What is expected » Print the listing below verbatim, keeping every line unchanged and in its original order.

Dataset records »

** START **

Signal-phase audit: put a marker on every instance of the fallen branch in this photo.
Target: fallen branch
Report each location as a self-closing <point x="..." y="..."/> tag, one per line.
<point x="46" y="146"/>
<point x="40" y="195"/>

** END **

Reply to the exercise »
Signal-phase audit: put a marker on every instance of the fallen branch in this photo.
Target: fallen branch
Report each location as a self-closing <point x="..." y="..."/> tag, one per line.
<point x="46" y="146"/>
<point x="40" y="195"/>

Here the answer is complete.